**TO-DO LIST**
1. In the article on investment arbitration under the USMCA, condense the paragraph beginning "The decline of the Calvo Doctrine" into a short bulleted list that keeps its main facts.
2. From the article on investment arbitration under the USMCA, reproduce the passage starting at "1. The existence" and ending at "during the dispute.", swapping "nationality" for "citizenship" wherever it occurs.
3. List every city named in the article on investment arbitration under the USMCA.

Press Room

2 July, 2020

In view that the USMCA becomes effective as of today, it is appropiate  to analyze the mechanism established therein for Investor-State dispute settlement, known as Investment Arbitration, and its differences with respect to the provisions of the NAFTA.

 To this end, this article will review the historical background, the provisions contained in the NAFTA and now in the USMCA, and will finalize with brief conclusions.


Historical background

The Investment Arbitration is an established procedure to resolve disputes between foreign investors and host States (also called Investor-State dispute settlement or  ISDS). The possibility for a foreign investor to sue a host State is a guarantee to the foreign investor that, in the event of a dispute, will have access to independent and qualified arbitrators who will resolve the dispute and issue an enforceable award.

The Diplomatic  Protection, the Calvo Doctrine and the new law might be considered as background of the Investment Arbitration.

  1. Diplomatic protection. It is the evolution of the Letter of Marque and Reprisal. Diplomatic protection is triggered by the damage suffered by a person residing in a foreign State, caused by a violation of an obligation under international law, therefore, the individual goes to his own State in order for the later to exercise the State to State diplomatic protection to obtain fulfillment or repair of the damage caused.

There are certain elements for the diplomatic protection to be granted to the petitioner, (requirements two, three and four are conditions of customary law):

  1. The existence of a violation of an obligation under international law.
  2. The petitioner must have the nationality of the State that will provide it, with two sub-conditions:
  3. The nationality must be held from the beginning of the claim, and,
  4. The nationality must be preserved during the dispute.
  5. Clean hands: Implies that there is no unlawful conduct on behalf of the individual who will receive the protection.
  6. Exhaustion of internal resources.


  1. Calvo Doctrine. This doctrine marked the history of twentieth century, since all the Latin American States adopted it and had a great impact on international relations. It is named after the author Carlos Calvo, an Argentinean lawyer and writer of several international law books.

In consists in that the foreigner must be submitted to the national jurisdiction and law. It differs from the Calvo clause (which implies the waiver of diplomatic protection and is used predominantly in contracts).

America was the first continent to initiate the unification of its laws through international treaties. The Calvo doctrine was proposed at the conferences of 1899 and 1901 and the American States signed it, although the United States of America opposed to the doctrine since it considered that the foreigner had superior protection than the national.

The Calvo doctrine was implemented at the Havana conference of 1928, and was consecrated that same year, as well as in the Montevideo conference five years later; such consecration was reflected in the resolutions adopted at those conferences.

The main relevance of the doctrine took place in Bogota in 1948, where it was agreed that the law applied to both nationals and foreigners and that the latter were subject to the law and jurisdiction of the State, that is, the principle of equality was protected, which led to the institution of the principle of national treatment; however, this principle tended to be effective only in those States that have a high standard of law (democracy, legality, respect for human rights, etc.)

The decline of the Calvo Doctrine coincides with globalization. In Latin America it was marked in the nineties, characterized by two events: the first is that a State contract was allowed to be governed by a law other than the national one; and the second, international arbitration for State contracts was adopted.

**DATASET EXTRACT**
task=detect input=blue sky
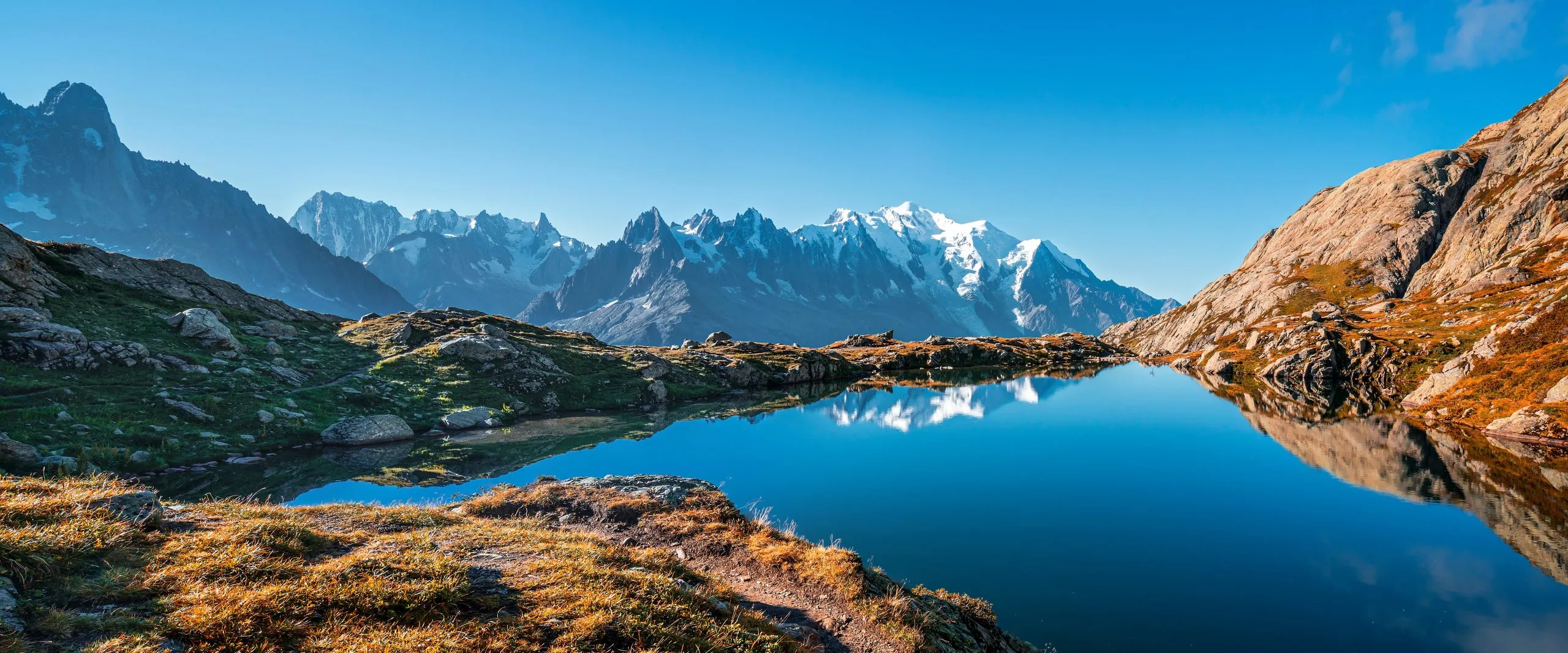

**TASK RESPONSES**
1.
- The Calvo Doctrine's decline coincided with globalization.
- In Latin America, this decline was marked in the nineties by two events:
  - A State contract was allowed to be governed by a law other than the national one.
  - International arbitration for State contracts was adopted.

2.
1. The existence of a violation of an obligation under international law.
  2. The petitioner must have the citizenship of the State that will provide it, with two sub-conditions:
  3. The citizenship must be held from the beginning of the claim, and,
  4. The citizenship must be preserved during the dispute.

3.
- Havana
- Montevideo
- Bogota